- Data provided
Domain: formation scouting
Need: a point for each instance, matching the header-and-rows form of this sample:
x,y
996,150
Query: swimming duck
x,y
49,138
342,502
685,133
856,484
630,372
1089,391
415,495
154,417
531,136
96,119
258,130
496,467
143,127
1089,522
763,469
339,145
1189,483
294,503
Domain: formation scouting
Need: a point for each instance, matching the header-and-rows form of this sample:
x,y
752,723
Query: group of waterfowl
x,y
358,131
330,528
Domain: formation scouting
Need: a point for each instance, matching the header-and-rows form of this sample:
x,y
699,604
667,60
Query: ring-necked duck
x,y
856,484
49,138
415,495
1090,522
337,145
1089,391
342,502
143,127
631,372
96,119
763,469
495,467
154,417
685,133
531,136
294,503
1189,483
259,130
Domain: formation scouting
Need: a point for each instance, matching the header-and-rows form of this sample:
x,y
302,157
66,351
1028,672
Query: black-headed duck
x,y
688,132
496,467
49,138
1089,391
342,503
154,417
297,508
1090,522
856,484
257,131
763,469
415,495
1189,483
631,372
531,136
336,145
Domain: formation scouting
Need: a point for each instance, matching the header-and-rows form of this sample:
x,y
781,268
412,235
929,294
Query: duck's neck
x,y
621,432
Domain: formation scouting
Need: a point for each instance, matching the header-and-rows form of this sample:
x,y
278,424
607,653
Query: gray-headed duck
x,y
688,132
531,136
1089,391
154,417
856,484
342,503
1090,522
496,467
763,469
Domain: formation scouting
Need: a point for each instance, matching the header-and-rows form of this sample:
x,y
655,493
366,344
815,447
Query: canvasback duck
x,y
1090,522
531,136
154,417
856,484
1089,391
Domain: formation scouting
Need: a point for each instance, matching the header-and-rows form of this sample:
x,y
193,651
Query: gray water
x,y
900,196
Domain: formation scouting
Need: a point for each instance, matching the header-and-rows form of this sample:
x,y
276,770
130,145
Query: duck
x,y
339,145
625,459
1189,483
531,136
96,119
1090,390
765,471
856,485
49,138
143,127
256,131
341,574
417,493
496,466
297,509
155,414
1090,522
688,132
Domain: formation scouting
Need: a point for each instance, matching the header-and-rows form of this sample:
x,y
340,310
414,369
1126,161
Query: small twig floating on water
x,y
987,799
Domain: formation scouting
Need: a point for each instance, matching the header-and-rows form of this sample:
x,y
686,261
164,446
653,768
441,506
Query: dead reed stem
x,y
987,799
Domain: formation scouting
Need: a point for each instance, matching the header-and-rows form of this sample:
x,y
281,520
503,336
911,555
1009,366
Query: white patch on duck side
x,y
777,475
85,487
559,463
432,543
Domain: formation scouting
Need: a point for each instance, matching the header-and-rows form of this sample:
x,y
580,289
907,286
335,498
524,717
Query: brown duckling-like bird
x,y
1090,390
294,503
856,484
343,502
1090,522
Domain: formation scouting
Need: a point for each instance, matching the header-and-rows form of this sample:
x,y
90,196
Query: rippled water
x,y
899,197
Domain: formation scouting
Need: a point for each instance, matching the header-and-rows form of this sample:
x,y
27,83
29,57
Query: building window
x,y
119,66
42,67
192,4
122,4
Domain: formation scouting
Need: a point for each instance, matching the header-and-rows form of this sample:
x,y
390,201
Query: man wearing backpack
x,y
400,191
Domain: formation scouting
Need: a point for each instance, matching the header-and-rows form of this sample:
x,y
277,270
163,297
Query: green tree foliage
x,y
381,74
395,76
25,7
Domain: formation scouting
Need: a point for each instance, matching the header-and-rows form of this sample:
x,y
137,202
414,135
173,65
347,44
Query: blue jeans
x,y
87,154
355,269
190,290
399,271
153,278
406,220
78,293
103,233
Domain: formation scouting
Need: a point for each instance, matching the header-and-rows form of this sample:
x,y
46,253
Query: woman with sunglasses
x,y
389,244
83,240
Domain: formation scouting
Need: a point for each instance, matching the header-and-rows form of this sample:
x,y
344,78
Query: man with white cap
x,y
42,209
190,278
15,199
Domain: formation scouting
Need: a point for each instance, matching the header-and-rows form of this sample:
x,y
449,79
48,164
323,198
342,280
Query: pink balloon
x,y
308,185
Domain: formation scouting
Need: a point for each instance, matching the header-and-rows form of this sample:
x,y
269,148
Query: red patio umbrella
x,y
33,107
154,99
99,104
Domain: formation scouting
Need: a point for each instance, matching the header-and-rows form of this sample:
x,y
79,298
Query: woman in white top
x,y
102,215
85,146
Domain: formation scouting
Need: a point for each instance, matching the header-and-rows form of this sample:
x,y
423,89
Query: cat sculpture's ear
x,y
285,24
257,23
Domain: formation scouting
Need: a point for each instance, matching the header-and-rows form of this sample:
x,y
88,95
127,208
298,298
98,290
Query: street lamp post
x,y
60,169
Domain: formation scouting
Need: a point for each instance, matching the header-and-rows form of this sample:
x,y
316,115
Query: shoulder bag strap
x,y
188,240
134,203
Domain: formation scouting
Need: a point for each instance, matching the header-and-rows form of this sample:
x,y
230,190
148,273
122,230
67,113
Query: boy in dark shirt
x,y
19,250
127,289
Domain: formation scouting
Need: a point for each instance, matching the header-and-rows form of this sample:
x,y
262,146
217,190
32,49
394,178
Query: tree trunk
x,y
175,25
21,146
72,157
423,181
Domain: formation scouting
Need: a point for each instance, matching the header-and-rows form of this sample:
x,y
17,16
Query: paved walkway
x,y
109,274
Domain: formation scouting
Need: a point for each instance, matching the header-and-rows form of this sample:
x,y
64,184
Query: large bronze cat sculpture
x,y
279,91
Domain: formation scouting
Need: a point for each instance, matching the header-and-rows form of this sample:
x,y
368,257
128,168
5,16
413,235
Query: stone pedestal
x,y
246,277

- Work to complete
Every entry should be output exactly as written, please.

- The reply
Domain: formation scouting
Need: a point for each instance, matching the header-and-rows form of this sample:
x,y
996,150
Query: swimming duck
x,y
49,138
342,502
685,133
856,484
630,372
1089,391
415,495
154,417
531,136
96,119
258,130
496,467
143,127
1089,522
763,469
339,145
1189,483
294,503
Domain: formation scouting
Need: a point for each instance, matching the header-and-rows form of this sample:
x,y
752,723
Query: group of waterfowl
x,y
358,131
330,528
Domain: formation scouting
Need: a point for each instance, matching the header-and-rows form of this sample:
x,y
699,604
667,60
Query: ring-necked duck
x,y
856,484
49,138
415,495
1090,522
337,145
1089,391
342,502
143,127
631,372
96,119
763,469
495,467
154,417
685,133
531,136
294,503
1189,483
259,130
Domain: formation scouting
Need: a point for each instance, matching the header-and-rows form of this sample:
x,y
302,157
66,351
1028,672
Query: black-headed duck
x,y
688,132
496,467
49,138
1089,391
342,503
154,417
297,508
1090,522
856,484
257,131
763,469
415,495
1189,483
631,372
531,136
336,145
Domain: formation scouting
Need: a point for each instance, matching the header-and-rows form of this sample:
x,y
781,268
412,235
929,294
Query: duck's neck
x,y
621,432
Domain: formation scouting
Need: a point for each instance, matching the header-and-rows form of this sample:
x,y
278,424
607,653
Query: gray-headed duck
x,y
688,132
531,136
1089,391
154,417
856,484
342,503
1090,522
496,467
763,469
Domain: formation scouting
Need: a point for each instance, matching the header-and-rows form of this sample:
x,y
655,493
366,344
815,447
Query: canvasback duck
x,y
1090,522
531,136
154,417
856,484
1089,391
Domain: formation scouting
Need: a point for each instance, matching the header-and-rows form of this sample:
x,y
193,651
Query: gray water
x,y
900,196
Domain: formation scouting
Need: a point for each instance, matching the header-and-rows form of this sample:
x,y
276,770
130,145
Query: duck
x,y
339,145
625,459
1189,483
531,136
96,119
1090,390
765,471
856,485
49,138
143,127
256,131
341,574
417,493
496,466
297,509
155,414
1090,522
688,132
Domain: formation scouting
Need: a point for each instance, matching the header-and-rows form of this sample:
x,y
340,310
414,369
1126,161
Query: small twig floating on water
x,y
987,799
Domain: formation scouting
Need: a point for each instance, matching the header-and-rows form of this sample:
x,y
686,261
164,446
653,768
441,506
Query: dead reed stem
x,y
987,799
Domain: formation scouting
Need: a point for each instance, matching the header-and-rows form of this sample:
x,y
281,520
503,336
911,555
1009,366
Query: white patch on duck side
x,y
777,475
85,487
559,463
432,543
Domain: formation scouting
Need: a point for each instance, matching the header-and-rows form of this sample:
x,y
580,289
907,286
335,498
524,717
Query: brown duckling-like bird
x,y
1090,390
294,503
856,484
343,502
1090,522
Domain: formation scouting
Need: a point for each instance, matching the header-and-rows form of this sample:
x,y
90,196
Query: rippled water
x,y
899,197
Domain: formation scouting
Need: a point for each instance, matching the header-and-rows form of this sample:
x,y
27,83
29,57
Query: building window
x,y
119,66
42,67
192,4
122,4
Domain: formation scouting
Need: a point for each instance, matching the header-and-rows form of this sample:
x,y
390,201
Query: man wearing backpack
x,y
400,191
Domain: formation scouting
Need: a point for each instance, matching the header-and-rows form of this sample:
x,y
277,270
163,297
Query: green tree foliage
x,y
381,74
395,76
25,7
Domain: formation scouting
Need: a point for each instance, matching the header-and-rows form of this sample:
x,y
137,202
414,135
173,65
347,44
Query: blue jeans
x,y
87,154
355,269
190,290
399,271
153,278
406,220
78,293
103,233
Domain: formation scouting
Need: a point for each instance, matching the header-and-rows form of this sample:
x,y
46,253
Query: woman with sunglasses
x,y
389,244
83,240
Domain: formation scouting
Need: a point for each instance, matching the header-and-rows form of this sample:
x,y
344,78
Query: man with white cap
x,y
42,209
190,278
15,199
Domain: formation scouting
Need: a point for each instance, matching the header-and-rows form of this sample:
x,y
449,79
48,164
323,198
342,280
Query: pink balloon
x,y
308,185
Domain: formation scouting
Need: a point for each instance, matching the header-and-rows form of this sample:
x,y
269,148
Query: red patio umbrella
x,y
33,107
154,99
99,104
Domain: formation scouting
Need: a point for each instance, matching the header-and-rows form of this sample:
x,y
79,298
Query: woman in white top
x,y
102,215
85,146
Domain: formation scouting
Need: a point for each instance, matching the header-and-rows form of this sample:
x,y
423,89
Query: cat sculpture's ear
x,y
285,24
257,23
Domain: formation scouting
Need: a point for each instance, matching the header-and-rows form of this sample:
x,y
88,95
127,208
298,298
98,290
Query: street lamp post
x,y
60,169
Domain: formation scouting
Need: a point for each instance, matching the header-and-rows form of this sample:
x,y
316,115
Query: shoulder bag strap
x,y
188,240
134,203
Domain: formation scouting
Need: a point for each instance, matching the header-and-rows form of this sample:
x,y
230,190
148,273
122,230
67,113
Query: boy in dark shirt
x,y
19,250
127,289
Domain: formation scouting
Need: a point for each instance, matching the header-and-rows form of this sample:
x,y
262,146
217,190
32,49
394,178
Query: tree trunk
x,y
175,25
21,146
72,157
423,181
Domain: formation scouting
Need: a point for each instance, matching the header-and-rows form of this sample:
x,y
17,16
Query: paved walkway
x,y
109,274
Domain: formation scouting
Need: a point for each instance, matching the header-and-rows form of this sample:
x,y
64,184
Query: large bronze cat sculpture
x,y
279,91
Domain: formation scouting
Need: a point for each instance, matching the header-and-rows form of this sample:
x,y
368,257
128,168
5,16
413,235
Query: stone pedestal
x,y
246,277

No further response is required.